Start of Records for this exercise

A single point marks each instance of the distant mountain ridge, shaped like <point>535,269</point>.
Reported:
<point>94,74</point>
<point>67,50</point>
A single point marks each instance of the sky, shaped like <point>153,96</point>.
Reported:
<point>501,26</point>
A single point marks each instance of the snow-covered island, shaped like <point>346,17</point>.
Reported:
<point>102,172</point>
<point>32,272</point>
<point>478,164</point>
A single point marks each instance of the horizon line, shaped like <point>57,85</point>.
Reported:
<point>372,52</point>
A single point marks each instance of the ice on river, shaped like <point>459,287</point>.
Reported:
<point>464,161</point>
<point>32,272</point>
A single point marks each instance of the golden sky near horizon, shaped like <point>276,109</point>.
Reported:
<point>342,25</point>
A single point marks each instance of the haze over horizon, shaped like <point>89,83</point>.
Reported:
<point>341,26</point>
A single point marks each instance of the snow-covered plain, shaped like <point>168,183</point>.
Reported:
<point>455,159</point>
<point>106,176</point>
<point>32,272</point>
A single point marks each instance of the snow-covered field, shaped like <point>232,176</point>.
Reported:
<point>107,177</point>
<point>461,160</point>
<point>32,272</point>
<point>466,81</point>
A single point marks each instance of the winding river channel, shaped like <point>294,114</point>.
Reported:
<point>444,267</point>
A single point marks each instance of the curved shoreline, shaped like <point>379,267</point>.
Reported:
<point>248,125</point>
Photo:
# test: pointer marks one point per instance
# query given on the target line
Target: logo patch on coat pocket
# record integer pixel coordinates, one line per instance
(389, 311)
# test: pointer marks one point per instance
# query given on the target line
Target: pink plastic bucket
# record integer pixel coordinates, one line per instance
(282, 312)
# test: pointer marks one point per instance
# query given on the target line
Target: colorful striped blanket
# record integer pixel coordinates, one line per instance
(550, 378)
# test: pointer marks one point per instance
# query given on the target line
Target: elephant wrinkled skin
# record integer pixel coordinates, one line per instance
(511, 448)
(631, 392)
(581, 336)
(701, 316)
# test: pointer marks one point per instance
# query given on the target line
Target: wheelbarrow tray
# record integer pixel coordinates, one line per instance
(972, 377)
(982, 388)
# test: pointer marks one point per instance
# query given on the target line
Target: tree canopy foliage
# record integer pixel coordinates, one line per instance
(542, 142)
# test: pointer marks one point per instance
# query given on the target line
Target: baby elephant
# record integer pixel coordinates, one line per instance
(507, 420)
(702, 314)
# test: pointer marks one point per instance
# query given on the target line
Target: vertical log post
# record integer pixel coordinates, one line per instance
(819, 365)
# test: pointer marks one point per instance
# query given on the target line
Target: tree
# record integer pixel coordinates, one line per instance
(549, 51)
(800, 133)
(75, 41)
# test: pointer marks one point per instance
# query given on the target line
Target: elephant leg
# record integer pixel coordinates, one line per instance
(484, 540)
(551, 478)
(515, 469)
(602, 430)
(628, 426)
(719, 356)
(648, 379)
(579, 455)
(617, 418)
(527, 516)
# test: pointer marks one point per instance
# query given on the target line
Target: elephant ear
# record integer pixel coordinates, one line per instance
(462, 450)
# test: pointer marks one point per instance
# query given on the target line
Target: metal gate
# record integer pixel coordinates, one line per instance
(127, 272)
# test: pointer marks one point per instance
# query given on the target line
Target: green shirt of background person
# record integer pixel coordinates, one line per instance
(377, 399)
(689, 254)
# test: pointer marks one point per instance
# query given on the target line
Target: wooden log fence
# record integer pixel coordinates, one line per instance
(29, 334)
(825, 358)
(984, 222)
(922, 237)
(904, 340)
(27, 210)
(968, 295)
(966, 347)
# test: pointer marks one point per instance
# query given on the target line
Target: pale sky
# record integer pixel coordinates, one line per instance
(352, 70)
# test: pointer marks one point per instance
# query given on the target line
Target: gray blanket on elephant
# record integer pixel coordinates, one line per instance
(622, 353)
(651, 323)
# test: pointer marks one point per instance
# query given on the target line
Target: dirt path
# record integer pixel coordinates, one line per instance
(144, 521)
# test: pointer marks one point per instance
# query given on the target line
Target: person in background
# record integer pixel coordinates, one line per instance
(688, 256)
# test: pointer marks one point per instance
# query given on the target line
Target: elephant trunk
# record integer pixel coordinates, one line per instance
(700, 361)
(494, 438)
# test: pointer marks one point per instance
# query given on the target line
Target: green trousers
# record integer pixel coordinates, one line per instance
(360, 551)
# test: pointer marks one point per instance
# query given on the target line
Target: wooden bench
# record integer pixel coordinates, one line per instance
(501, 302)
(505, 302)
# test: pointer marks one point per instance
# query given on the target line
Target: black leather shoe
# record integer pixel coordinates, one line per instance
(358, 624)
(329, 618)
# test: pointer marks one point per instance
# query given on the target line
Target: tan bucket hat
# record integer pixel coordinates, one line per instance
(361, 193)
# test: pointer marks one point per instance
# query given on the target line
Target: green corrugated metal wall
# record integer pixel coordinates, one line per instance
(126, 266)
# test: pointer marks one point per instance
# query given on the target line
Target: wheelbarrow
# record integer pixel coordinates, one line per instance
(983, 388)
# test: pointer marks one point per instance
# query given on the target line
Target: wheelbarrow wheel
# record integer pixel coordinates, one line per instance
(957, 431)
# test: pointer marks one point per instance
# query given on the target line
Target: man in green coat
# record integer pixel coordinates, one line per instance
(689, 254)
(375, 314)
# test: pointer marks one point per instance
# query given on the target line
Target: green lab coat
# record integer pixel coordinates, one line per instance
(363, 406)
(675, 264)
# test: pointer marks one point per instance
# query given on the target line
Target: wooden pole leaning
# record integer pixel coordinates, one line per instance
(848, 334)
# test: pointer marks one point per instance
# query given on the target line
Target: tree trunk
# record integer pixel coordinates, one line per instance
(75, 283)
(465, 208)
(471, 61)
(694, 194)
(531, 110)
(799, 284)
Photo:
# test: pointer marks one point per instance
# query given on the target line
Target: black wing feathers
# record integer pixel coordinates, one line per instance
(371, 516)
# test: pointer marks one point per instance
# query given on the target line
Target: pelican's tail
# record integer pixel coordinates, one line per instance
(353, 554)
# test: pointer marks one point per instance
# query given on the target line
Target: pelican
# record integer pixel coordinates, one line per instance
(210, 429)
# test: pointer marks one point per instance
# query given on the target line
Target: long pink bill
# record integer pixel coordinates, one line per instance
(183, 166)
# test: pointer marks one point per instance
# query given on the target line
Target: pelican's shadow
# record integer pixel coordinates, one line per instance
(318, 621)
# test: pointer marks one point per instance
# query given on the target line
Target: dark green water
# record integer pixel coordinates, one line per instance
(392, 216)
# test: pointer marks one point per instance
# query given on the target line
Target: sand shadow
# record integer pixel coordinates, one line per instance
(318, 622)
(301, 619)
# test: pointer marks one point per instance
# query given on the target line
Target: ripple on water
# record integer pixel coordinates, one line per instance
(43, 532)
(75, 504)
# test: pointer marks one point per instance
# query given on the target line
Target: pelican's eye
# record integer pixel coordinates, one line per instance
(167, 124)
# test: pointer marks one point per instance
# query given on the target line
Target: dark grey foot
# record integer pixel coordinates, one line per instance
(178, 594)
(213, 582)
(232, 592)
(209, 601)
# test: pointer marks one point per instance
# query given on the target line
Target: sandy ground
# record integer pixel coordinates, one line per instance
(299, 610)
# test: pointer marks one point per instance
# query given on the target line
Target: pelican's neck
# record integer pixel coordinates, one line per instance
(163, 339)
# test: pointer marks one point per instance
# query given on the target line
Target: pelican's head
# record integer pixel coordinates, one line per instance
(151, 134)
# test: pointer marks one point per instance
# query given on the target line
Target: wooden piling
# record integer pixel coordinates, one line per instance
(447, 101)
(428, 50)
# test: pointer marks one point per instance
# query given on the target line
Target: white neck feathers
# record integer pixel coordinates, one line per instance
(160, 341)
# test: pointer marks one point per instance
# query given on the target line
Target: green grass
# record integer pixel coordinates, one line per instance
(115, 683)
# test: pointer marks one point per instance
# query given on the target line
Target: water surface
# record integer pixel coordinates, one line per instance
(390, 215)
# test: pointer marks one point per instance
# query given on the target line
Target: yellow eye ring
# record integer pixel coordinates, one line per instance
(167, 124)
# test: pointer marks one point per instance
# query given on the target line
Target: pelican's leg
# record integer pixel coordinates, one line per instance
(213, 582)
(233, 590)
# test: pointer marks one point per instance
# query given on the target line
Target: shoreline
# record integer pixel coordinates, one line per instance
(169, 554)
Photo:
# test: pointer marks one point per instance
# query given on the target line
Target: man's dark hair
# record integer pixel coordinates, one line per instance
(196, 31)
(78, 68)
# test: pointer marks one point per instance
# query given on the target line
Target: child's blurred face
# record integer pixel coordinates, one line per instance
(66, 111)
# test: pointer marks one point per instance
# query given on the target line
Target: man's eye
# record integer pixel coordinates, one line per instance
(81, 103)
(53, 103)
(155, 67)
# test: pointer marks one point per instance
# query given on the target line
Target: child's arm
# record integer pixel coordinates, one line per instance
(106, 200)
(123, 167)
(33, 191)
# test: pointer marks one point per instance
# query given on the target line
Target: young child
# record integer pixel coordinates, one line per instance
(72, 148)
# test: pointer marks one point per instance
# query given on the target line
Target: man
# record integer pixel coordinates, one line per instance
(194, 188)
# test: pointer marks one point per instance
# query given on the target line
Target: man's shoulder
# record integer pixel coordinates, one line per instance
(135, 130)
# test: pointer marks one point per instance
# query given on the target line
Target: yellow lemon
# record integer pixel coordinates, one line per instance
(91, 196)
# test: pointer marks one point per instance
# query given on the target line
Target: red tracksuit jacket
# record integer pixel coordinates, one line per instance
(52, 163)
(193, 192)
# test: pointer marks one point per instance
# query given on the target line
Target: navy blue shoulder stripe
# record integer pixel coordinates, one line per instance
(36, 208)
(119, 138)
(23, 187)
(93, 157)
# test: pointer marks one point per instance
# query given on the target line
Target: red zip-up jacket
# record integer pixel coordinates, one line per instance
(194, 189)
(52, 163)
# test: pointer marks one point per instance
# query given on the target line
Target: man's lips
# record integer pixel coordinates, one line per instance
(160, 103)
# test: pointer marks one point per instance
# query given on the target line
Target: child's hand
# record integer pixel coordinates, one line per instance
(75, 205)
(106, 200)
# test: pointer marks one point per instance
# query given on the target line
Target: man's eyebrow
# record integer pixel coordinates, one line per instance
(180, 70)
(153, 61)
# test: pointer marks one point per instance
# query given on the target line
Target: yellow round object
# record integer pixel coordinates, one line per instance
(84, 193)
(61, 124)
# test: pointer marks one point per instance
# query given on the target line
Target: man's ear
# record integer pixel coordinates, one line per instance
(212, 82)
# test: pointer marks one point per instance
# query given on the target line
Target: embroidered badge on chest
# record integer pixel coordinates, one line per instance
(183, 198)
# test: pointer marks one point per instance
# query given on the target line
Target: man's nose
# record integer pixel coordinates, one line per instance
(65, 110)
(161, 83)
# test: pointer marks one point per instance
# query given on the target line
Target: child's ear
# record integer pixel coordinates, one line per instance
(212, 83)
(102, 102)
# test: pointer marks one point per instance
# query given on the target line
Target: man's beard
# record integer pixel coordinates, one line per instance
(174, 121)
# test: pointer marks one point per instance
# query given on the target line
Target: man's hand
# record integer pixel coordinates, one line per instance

End of Records for this exercise

Read the lines above. Gather those in which the string "blanket" is found.

• [The completed task]
Target: colorful striped blanket
Target: gray blanket on elephant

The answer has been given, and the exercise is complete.